>> start

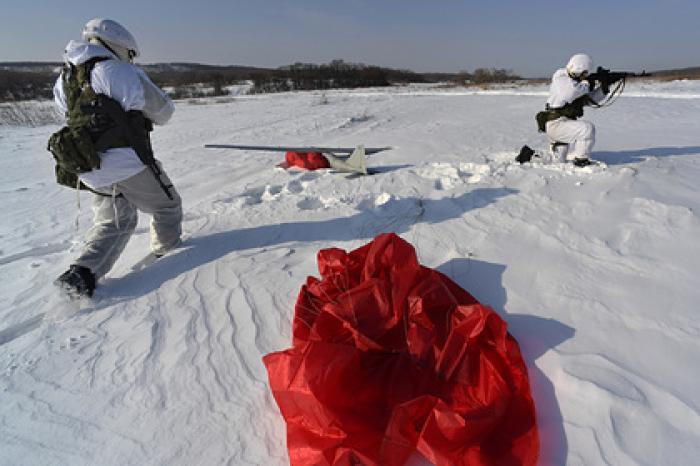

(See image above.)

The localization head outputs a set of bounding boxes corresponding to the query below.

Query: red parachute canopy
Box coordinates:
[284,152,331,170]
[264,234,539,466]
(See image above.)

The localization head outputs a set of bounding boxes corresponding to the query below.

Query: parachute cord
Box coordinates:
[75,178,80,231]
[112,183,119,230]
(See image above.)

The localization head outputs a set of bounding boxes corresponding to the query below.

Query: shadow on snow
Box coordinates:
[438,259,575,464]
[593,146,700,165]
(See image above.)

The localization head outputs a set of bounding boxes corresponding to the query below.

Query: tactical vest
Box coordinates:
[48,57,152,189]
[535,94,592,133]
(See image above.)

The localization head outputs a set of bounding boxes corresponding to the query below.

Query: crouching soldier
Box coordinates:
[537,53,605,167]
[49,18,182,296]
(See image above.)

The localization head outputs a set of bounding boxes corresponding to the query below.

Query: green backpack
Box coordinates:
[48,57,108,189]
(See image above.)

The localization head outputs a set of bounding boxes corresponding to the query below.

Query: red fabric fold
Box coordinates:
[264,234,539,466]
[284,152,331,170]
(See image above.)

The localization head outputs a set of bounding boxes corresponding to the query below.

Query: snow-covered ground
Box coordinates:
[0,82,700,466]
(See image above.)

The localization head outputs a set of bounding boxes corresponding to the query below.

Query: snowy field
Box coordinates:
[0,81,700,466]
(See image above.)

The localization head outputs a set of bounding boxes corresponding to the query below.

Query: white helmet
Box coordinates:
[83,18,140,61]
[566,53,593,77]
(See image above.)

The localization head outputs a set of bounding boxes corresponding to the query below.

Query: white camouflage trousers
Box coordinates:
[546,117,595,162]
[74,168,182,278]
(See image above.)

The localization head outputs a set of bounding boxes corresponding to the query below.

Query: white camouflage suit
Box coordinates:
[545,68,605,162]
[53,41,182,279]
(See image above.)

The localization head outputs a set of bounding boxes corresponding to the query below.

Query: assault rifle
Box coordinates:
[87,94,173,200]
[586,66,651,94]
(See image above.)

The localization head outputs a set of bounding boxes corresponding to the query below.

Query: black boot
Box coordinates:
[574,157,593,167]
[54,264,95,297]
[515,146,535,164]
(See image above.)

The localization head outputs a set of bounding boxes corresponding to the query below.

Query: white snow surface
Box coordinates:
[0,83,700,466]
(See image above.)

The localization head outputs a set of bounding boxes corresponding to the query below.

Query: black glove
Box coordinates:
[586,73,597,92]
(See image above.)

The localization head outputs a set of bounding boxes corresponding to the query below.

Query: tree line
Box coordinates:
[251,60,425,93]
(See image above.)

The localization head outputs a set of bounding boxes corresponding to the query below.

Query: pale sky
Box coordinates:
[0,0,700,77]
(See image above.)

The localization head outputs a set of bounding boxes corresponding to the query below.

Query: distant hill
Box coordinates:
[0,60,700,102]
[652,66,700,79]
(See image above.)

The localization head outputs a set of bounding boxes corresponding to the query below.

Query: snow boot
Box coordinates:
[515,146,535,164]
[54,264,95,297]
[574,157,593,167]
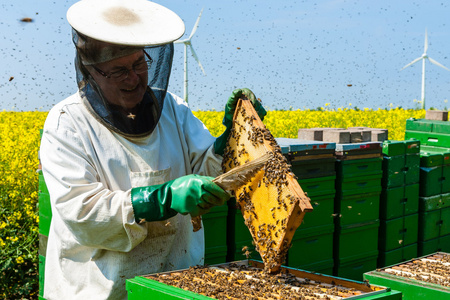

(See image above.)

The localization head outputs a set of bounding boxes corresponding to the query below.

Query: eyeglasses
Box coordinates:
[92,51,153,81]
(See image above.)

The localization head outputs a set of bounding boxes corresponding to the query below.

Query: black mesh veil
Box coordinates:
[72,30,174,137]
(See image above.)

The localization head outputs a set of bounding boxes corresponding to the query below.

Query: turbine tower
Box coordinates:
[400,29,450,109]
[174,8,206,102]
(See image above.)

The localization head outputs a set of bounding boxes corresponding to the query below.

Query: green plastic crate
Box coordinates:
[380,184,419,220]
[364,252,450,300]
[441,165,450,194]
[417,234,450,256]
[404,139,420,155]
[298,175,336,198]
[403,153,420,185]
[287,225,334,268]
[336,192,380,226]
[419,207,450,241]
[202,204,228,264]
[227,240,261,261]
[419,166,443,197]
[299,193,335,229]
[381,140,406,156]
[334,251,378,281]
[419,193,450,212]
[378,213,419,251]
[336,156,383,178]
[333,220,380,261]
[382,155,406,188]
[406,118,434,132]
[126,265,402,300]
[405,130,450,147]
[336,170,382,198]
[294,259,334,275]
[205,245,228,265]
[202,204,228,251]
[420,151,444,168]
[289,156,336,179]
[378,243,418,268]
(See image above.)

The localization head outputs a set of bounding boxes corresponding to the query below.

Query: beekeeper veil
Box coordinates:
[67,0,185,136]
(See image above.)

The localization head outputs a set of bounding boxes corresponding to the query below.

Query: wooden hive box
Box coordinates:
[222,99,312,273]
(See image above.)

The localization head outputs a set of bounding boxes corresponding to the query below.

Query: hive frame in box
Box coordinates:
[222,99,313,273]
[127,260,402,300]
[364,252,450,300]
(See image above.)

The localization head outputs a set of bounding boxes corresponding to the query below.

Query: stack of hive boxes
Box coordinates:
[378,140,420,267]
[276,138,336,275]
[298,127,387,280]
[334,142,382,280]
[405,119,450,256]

>> end

Brief:
Reproduce the listing above as a numbered list, skipping blank lines and leaving out the pictures.

Task result:
1. (See image above.)
2. The localization head outputs a set of bounding boxes corresponding to the query below.
3. Query: red parachute canopy
4. Box coordinates:
5. [284,152,331,170]
6. [264,234,539,466]
7. (See image above.)
8. The localization head outputs a set of bounding boxes corresponding to the query below.
9. Query: parachute cord
10. Box coordinates:
11. [75,178,80,231]
12. [112,183,119,230]
13. (See image above.)
14. The localization head outputs a set of bounding boxes corresponding to the query below.
15. Query: shadow on snow
16. Box coordinates:
17. [438,259,575,464]
18. [593,146,700,165]
19. (See image above.)
20. The localization head outputs a set of bounding boxes corresponding to the query below.
21. Query: tactical vest
22. Box coordinates:
23. [48,57,152,189]
24. [535,94,592,133]
25. (See image above.)
26. The localization head outputs a set of bounding boxes corresponding to the query below.
27. Query: crouching soldier
28. Box coordinates:
29. [537,53,605,167]
30. [49,18,182,296]
31. (See image above.)
32. The localization head outputs a set of bounding boxes corresponding to the query below.
33. Query: green backpack
34. Box coordinates:
35. [48,57,108,189]
36. (See image above.)
37. The localization head outputs a set of bounding boxes corresponding to the query below.
38. Query: red fabric fold
39. Box coordinates:
40. [264,234,539,466]
41. [284,152,331,170]
42. (See image above.)
43. The localization head outputs a set of bounding boxes corresponding to the query below.
44. Query: snow-covered ground
45. Box coordinates:
46. [0,82,700,466]
47. (See image above.)
48. The localization head outputs a set of bounding boxes corresponding to the query below.
49. Query: snowy field
50. Box coordinates:
51. [0,81,700,466]
52. (See image above.)
53. The localization head outputs a set of bounding boxes corresponding to the query below.
54. Query: white helmet
55. Box coordinates:
56. [83,18,140,61]
57. [566,53,593,77]
58. (See image above.)
59. The localization head outputs a set of bounding boxes corresponding to the query below.
60. Query: white camouflage trousers
61. Box coordinates:
62. [546,117,595,162]
63. [74,168,182,278]
64. (See image above.)
65. The localization head outputs a set of bounding boxes corresponding to the query below.
66. Query: white camouflage suit
67. Box coordinates:
68. [545,68,605,162]
69. [53,41,182,279]
70. (See image above.)
71. The localization head outputs a set of bounding boxes corresponding to the query below.
72. Query: assault rifle
73. Box coordinates:
74. [87,94,173,200]
75. [586,66,651,94]
76. (See image above.)
77. The localization head outputs a set of bounding boxes corresponding to the query below.
78. Query: black boot
79. Box coordinates:
80. [574,157,593,167]
81. [54,264,95,297]
82. [515,146,535,164]
83. (See image above.)
84. The localization head outputs a set of bounding boxes corresponding to the query below.
85. Query: white snow surface
86. Box coordinates:
87. [0,83,700,466]
88. (See image above.)
89. The localization head outputs a set of bounding boxes corresponding to the query below.
90. Query: black glove
91. Box coordinates:
92. [586,73,597,92]
93. (See image above.)
94. The localization head outputs a set of bounding boxes corresponding to the query below.
95. Query: tree line
96. Box coordinates:
97. [251,60,425,93]
98. (See image above.)
99. The localization head outputs a set of bounding boxes corresponding to the query below.
100. Query: pale sky
101. Box coordinates:
102. [0,0,700,77]
103. (See image above.)
104. The localization head outputs a set of bounding boxes corresponding to the query below.
105. Query: distant hill
106. Box coordinates:
107. [0,60,700,102]
108. [652,66,700,79]
109. (See image above.)
110. The localization head outputs a set of bounding boxes corresponding to the query below.
111. Query: snow boot
112. Box coordinates:
113. [515,146,535,164]
114. [54,264,95,297]
115. [574,157,593,167]
116. (See image above.)
117. The localization head outputs a set of bounding boxes corresponding to the query below.
118. Query: eyeglasses
119. Box coordinates:
120. [92,51,153,81]
121. (See image above.)
122. The localization head outputs a set of bounding boxes corresponding to the query below.
123. Query: black mesh veil
124. Box coordinates:
125. [72,30,174,137]
126. (See image above.)
127. The localization head outputs a set of bounding boxes corresponding to the query below.
128. Query: turbine tower
129. Box coordinates:
130. [400,29,450,109]
131. [174,8,206,102]
132. (See image above.)
133. The localization head outputs a set of bounding boxes corresponding to the query below.
134. Query: green plastic crate
135. Box coordinates:
136. [380,184,419,220]
137. [364,252,450,300]
138. [441,165,450,194]
139. [417,234,450,256]
140. [404,139,420,155]
141. [298,175,336,198]
142. [403,153,420,185]
143. [287,225,334,268]
144. [336,192,380,226]
145. [419,207,450,241]
146. [202,204,228,264]
147. [227,240,261,261]
148. [419,166,443,197]
149. [299,193,335,229]
150. [381,140,406,156]
151. [334,251,378,281]
152. [419,193,450,212]
153. [378,213,419,251]
154. [336,156,383,178]
155. [333,220,380,261]
156. [382,155,406,188]
157. [406,118,434,132]
158. [126,265,402,300]
159. [405,130,450,147]
160. [336,170,382,198]
161. [294,259,334,275]
162. [205,245,228,265]
163. [202,204,228,251]
164. [420,151,444,168]
165. [289,156,336,179]
166. [378,243,418,268]
167. (See image above.)
168. The localization head outputs a set of bounding boxes corresponding to the query below.
169. Query: beekeeper veil
170. Box coordinates:
171. [67,0,185,136]
172. (See image above.)
173. The localization head outputs a set of bounding boxes corresponding to the query below.
174. Query: wooden hive box
175. Box coordinates:
176. [222,99,312,273]
177. (See image above.)
178. The localization head outputs a set of bounding boxes corresponding to the query below.
179. Query: hive frame in box
180. Box coordinates:
181. [222,99,313,273]
182. [127,260,402,300]
183. [364,252,450,300]
184. (See image above.)
185. The localization head outputs a set of bounding boxes corresponding to the query below.
186. Query: stack of hive boxes
187. Box coordinates:
188. [378,140,420,267]
189. [276,138,336,275]
190. [298,127,387,280]
191. [334,142,382,280]
192. [405,119,450,256]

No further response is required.